-- BEGIN DATASET ENTRIES --

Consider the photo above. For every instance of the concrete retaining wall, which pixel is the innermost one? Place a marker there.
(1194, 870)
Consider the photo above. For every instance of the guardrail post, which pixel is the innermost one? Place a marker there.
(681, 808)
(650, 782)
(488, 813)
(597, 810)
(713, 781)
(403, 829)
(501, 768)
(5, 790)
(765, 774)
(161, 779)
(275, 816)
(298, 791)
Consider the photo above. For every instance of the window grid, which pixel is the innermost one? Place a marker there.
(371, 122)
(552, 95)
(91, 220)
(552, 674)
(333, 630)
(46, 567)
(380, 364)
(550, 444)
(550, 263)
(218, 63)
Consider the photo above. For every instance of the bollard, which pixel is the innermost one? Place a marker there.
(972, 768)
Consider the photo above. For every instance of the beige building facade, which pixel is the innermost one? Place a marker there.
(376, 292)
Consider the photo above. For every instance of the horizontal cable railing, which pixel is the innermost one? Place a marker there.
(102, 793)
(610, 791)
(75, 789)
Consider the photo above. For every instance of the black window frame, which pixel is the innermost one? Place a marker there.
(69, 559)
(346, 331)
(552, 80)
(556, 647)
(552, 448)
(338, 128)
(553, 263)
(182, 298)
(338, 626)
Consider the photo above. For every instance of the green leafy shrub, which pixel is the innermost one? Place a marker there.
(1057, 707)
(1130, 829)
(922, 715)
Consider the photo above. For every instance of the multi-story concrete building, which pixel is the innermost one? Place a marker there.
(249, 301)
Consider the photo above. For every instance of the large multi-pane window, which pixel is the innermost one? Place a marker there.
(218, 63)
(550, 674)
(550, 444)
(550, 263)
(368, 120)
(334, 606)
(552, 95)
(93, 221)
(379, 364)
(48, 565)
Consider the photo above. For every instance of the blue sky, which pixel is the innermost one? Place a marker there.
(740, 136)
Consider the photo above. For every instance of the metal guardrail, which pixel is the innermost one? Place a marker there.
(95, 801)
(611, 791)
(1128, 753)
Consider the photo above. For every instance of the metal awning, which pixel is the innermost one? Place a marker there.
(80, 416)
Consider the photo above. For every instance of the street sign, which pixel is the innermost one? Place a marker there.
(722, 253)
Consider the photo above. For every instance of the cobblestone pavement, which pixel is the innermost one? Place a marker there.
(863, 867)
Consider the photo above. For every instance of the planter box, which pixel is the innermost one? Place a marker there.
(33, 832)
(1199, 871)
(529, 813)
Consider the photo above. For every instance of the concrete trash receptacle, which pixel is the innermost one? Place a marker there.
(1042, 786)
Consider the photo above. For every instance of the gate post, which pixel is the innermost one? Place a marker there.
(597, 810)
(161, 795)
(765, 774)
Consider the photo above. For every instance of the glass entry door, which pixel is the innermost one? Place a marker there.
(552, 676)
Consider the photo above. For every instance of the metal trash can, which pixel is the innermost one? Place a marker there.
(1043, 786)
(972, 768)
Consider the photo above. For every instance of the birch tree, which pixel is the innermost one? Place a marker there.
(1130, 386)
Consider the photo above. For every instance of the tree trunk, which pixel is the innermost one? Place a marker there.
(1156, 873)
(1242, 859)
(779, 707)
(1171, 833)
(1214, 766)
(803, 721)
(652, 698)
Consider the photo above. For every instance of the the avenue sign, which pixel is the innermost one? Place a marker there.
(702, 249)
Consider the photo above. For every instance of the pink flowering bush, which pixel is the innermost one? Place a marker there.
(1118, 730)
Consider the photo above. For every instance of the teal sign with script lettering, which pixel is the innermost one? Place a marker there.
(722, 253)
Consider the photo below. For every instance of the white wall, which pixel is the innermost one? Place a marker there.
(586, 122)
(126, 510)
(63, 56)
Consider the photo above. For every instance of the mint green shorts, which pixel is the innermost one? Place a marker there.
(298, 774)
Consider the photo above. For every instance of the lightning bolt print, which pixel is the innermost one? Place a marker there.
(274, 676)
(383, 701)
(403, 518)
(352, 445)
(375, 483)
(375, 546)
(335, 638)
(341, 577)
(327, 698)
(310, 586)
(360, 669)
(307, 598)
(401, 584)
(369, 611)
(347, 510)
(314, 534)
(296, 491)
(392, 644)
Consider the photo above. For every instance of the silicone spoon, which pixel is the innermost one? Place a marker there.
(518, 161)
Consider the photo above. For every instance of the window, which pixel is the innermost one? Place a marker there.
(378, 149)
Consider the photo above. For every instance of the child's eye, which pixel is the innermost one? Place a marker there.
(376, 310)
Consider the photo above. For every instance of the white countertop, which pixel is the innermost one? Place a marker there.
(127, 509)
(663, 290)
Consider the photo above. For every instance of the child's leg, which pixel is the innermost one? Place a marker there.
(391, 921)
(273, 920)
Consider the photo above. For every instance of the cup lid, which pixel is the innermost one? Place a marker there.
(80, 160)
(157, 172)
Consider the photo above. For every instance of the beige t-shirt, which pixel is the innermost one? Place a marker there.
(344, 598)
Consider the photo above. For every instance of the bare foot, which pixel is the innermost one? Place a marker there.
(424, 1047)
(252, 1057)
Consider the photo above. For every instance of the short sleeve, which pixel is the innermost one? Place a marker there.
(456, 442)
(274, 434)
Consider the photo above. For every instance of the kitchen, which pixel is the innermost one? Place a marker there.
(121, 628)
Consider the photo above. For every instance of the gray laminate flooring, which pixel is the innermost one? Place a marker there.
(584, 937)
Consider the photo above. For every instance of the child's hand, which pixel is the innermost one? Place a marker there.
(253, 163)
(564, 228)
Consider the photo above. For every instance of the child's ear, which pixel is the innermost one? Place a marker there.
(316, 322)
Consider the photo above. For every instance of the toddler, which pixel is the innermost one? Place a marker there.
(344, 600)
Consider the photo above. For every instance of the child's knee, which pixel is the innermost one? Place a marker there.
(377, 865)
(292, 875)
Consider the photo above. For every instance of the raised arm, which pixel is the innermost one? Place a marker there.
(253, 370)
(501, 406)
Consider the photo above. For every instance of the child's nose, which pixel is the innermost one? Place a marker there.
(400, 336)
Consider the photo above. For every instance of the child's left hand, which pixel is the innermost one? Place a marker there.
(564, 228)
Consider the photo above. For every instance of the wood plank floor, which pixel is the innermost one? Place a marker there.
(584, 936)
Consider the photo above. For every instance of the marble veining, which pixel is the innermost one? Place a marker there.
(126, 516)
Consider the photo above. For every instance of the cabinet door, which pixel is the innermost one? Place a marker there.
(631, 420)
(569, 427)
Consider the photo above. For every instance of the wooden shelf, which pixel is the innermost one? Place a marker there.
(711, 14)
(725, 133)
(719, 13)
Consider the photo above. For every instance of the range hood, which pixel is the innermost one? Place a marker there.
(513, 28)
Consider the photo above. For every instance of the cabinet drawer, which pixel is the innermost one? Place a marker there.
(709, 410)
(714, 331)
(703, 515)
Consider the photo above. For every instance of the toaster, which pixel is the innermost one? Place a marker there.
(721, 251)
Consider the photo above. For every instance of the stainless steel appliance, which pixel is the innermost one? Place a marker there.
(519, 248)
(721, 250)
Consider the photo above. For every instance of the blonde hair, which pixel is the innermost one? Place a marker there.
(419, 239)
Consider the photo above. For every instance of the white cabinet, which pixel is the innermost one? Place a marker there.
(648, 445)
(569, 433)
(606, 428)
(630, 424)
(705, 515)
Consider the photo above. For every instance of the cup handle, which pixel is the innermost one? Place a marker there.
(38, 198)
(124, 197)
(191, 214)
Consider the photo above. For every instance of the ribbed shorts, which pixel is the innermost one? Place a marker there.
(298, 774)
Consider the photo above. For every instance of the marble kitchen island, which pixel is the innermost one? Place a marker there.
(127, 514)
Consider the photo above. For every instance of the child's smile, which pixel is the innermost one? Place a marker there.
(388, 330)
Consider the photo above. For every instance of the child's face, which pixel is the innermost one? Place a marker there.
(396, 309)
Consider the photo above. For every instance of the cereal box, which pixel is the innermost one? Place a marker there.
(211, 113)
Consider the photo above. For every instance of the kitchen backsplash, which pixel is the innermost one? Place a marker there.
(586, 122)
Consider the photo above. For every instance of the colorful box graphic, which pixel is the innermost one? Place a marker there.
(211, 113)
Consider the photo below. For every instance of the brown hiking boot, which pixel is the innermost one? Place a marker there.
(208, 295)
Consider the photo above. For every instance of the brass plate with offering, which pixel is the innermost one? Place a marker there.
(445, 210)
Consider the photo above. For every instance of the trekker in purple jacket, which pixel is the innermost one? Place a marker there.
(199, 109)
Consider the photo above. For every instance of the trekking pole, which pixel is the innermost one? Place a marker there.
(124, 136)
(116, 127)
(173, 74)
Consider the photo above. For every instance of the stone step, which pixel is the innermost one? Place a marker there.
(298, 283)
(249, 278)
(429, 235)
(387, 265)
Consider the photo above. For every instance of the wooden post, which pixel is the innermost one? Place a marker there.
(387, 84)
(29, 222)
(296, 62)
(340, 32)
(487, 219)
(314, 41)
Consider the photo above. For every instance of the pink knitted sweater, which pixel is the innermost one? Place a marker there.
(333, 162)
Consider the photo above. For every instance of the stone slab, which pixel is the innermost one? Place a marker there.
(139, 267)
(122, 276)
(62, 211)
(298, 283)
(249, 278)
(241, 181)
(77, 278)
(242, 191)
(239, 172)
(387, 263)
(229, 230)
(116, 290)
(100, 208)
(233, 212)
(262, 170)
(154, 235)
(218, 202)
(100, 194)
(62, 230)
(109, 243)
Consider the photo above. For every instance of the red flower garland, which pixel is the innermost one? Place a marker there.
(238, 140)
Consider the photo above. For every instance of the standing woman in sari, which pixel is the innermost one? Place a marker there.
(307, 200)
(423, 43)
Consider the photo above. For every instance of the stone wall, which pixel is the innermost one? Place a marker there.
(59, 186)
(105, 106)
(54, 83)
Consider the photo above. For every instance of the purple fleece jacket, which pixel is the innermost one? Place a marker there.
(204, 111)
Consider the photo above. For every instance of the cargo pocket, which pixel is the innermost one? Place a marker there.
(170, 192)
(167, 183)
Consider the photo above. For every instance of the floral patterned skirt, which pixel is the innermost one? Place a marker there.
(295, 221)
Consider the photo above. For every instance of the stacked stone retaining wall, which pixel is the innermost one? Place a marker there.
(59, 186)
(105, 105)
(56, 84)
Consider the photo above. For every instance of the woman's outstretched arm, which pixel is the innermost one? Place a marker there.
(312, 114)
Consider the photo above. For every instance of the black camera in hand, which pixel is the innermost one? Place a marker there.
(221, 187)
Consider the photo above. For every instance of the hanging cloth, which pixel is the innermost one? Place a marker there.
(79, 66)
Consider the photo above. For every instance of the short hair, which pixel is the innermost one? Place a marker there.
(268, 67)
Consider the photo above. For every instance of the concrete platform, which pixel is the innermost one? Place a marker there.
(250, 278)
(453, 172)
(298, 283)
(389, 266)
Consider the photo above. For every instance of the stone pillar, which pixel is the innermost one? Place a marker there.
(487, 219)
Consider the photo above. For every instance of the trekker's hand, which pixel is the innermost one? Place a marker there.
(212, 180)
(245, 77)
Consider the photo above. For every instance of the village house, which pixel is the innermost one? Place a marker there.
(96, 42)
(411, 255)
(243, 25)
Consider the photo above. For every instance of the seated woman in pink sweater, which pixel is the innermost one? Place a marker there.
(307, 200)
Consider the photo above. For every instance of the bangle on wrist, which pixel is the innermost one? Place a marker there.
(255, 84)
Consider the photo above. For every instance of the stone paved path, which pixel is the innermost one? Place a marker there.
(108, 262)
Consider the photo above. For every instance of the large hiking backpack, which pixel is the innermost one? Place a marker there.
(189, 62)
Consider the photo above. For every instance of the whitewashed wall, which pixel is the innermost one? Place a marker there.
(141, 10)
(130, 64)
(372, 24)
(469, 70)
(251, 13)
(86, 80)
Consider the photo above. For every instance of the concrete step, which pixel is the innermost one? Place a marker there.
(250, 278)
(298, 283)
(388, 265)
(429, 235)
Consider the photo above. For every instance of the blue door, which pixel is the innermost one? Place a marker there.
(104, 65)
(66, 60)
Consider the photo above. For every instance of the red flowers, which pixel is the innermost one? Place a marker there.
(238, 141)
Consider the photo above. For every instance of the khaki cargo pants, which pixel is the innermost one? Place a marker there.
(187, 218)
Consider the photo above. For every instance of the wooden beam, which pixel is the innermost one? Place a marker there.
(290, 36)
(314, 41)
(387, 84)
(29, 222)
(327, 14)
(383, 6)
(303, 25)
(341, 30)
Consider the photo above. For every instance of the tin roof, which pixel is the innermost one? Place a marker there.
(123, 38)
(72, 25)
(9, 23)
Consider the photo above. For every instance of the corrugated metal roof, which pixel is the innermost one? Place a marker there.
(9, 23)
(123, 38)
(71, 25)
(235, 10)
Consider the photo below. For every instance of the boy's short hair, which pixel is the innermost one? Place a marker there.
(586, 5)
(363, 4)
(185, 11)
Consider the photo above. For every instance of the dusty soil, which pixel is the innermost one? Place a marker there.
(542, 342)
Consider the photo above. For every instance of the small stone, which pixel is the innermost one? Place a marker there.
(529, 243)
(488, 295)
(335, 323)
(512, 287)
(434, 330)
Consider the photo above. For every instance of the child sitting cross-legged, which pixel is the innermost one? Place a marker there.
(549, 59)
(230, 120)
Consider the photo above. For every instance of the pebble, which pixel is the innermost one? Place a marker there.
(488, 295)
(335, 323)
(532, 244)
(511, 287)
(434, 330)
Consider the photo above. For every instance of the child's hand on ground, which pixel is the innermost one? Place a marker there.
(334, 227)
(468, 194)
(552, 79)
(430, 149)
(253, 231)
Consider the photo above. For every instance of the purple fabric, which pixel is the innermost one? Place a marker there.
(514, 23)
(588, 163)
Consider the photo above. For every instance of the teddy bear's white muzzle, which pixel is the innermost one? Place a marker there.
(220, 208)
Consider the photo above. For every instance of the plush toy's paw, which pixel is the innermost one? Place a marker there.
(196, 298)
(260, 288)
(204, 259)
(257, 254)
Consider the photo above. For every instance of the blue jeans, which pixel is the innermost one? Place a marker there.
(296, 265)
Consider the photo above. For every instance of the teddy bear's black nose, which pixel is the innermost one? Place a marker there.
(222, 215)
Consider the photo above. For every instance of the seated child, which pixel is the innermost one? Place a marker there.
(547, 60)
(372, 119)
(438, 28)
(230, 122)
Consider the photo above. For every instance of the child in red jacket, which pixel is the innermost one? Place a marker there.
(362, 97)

-- END DATASET ENTRIES --

*SHORT EXERCISE*. Rewrite the data from its beginning through the line containing "(1194, 870)", inclusive, replacing "concrete retaining wall" with "stone retaining wall" and leaving everything else unchanged.

*ANSWER BELOW*.
Consider the photo above. For every instance of the stone retaining wall, which pixel is the innermost one? Place a marker there.
(1194, 870)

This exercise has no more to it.